Begin Supplied information

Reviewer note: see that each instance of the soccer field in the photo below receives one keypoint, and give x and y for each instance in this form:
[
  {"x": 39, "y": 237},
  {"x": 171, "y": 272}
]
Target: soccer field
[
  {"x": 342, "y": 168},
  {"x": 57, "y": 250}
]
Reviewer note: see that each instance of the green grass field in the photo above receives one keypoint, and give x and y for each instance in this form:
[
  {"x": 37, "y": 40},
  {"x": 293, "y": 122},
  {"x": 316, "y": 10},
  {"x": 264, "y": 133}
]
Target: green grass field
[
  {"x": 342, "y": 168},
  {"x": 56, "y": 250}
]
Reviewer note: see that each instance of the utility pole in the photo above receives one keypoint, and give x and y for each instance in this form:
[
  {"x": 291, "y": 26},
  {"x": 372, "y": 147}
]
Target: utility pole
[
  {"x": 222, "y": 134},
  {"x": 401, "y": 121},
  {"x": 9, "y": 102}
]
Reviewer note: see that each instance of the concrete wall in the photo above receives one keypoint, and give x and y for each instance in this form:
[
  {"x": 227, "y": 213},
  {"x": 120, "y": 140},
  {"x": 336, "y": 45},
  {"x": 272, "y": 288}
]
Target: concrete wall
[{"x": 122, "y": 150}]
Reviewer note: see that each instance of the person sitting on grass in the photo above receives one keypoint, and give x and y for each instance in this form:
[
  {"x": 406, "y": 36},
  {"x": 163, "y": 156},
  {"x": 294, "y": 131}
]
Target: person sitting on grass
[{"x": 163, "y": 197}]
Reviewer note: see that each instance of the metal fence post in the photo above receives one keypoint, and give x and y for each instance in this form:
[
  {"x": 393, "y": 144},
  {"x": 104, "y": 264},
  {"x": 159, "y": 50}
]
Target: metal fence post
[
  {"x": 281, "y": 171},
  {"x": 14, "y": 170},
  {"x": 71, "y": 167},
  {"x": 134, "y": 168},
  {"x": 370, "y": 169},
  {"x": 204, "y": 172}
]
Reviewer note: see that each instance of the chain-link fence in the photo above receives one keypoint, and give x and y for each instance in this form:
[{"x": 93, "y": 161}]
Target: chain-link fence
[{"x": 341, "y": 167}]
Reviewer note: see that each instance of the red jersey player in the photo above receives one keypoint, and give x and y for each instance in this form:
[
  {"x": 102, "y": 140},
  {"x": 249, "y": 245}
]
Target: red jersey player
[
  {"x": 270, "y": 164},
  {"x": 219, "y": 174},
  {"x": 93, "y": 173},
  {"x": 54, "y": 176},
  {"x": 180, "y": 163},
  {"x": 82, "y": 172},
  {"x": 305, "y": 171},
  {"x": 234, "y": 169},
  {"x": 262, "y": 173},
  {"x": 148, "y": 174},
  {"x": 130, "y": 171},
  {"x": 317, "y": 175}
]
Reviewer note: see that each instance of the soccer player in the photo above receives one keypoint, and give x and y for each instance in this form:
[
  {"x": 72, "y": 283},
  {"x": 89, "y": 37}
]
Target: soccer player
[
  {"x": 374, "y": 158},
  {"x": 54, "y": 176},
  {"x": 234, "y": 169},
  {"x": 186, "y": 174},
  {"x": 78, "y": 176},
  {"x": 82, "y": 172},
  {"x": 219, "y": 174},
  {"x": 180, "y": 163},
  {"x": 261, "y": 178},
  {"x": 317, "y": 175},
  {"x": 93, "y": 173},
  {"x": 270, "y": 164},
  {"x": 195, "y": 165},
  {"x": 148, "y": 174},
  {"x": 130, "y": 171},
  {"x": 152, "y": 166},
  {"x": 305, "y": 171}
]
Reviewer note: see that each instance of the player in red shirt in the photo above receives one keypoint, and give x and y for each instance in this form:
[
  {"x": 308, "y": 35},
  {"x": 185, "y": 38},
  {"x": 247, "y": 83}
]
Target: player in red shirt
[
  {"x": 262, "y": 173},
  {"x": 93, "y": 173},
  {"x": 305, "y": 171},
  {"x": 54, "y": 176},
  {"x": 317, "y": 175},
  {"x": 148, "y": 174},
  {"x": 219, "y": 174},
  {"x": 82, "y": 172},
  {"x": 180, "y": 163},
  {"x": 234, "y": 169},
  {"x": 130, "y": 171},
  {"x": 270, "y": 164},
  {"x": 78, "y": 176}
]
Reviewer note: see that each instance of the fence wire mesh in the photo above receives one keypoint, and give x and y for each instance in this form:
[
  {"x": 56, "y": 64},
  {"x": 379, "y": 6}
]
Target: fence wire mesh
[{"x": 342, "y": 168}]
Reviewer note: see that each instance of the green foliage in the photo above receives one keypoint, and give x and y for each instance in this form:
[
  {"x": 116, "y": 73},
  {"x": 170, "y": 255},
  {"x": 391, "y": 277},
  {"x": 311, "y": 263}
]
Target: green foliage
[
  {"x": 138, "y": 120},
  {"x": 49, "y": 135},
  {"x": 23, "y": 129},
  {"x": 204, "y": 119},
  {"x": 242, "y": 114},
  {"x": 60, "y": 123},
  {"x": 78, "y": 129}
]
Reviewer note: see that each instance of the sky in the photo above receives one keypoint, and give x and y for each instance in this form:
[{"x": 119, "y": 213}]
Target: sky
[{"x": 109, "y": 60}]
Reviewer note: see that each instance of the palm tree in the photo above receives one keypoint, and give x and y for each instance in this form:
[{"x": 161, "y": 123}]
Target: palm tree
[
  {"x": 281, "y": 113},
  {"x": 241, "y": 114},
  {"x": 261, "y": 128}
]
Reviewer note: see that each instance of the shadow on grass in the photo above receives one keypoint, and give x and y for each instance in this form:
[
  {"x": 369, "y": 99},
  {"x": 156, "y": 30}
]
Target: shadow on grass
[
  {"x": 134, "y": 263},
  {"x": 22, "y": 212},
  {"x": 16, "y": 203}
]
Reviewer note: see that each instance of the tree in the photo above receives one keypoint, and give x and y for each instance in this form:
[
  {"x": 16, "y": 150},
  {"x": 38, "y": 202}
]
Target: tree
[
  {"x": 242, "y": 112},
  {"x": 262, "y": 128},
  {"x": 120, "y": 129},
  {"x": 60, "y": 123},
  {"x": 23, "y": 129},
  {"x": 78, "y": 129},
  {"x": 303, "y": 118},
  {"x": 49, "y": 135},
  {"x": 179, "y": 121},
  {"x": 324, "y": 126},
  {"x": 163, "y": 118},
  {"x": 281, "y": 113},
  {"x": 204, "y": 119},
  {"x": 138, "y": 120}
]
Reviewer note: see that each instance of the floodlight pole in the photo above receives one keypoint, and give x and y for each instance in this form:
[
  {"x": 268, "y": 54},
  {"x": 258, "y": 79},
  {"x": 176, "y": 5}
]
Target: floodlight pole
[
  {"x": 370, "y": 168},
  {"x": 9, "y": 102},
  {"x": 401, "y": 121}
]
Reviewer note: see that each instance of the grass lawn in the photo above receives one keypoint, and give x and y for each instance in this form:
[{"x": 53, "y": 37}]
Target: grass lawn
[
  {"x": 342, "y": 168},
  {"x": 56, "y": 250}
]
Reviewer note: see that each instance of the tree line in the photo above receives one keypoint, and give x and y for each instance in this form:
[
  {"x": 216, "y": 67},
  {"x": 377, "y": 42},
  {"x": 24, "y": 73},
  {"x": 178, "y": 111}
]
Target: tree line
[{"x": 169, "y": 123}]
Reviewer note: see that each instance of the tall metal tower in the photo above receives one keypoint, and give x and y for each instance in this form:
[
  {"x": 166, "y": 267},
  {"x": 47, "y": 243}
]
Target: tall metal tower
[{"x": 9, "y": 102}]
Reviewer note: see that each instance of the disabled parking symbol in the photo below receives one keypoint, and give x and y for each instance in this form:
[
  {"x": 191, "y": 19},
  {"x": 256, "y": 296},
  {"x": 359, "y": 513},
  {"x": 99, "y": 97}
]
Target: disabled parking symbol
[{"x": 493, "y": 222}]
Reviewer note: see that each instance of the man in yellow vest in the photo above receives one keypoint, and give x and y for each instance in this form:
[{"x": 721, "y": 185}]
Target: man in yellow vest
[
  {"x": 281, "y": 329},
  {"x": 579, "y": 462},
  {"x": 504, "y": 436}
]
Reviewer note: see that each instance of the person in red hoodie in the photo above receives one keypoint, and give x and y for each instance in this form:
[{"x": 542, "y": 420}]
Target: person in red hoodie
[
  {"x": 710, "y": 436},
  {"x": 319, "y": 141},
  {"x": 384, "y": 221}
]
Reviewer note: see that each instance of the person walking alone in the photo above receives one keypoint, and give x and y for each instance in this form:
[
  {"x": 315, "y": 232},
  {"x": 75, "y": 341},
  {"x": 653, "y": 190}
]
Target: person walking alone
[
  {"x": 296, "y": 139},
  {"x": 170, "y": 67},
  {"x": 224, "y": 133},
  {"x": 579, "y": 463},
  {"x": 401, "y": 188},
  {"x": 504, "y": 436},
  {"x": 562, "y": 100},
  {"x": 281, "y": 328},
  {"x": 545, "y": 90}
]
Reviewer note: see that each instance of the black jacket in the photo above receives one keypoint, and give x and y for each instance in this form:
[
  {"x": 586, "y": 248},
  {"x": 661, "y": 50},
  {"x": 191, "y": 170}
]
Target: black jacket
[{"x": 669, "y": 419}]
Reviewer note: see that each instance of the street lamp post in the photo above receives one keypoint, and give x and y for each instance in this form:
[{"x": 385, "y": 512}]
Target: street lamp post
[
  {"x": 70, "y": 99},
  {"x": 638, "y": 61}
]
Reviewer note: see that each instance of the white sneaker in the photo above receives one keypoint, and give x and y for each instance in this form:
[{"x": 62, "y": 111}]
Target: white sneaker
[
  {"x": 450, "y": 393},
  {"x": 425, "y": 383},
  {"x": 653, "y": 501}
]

End Supplied information

What is asked =
Reproduce every line from the one containing "Reviewer note: see that each instance of the street" through the end of the records, both ends included. Raise each x and y coordinate in the answers by 24, and leave the requests and their format samples unchanged.

Task result =
Reviewer note: see that each instance of the street lamp post in the photo above receives one keypoint, and give x and y for each instance in this form:
[{"x": 385, "y": 512}]
Target: street lamp post
[
  {"x": 94, "y": 123},
  {"x": 662, "y": 85}
]
Reviewer note: see that each instance of the white sneaker in the photo above receives one keypoint, and give x and y for each instance in this form:
[{"x": 62, "y": 111}]
Target: white sneaker
[
  {"x": 474, "y": 417},
  {"x": 449, "y": 407},
  {"x": 677, "y": 525}
]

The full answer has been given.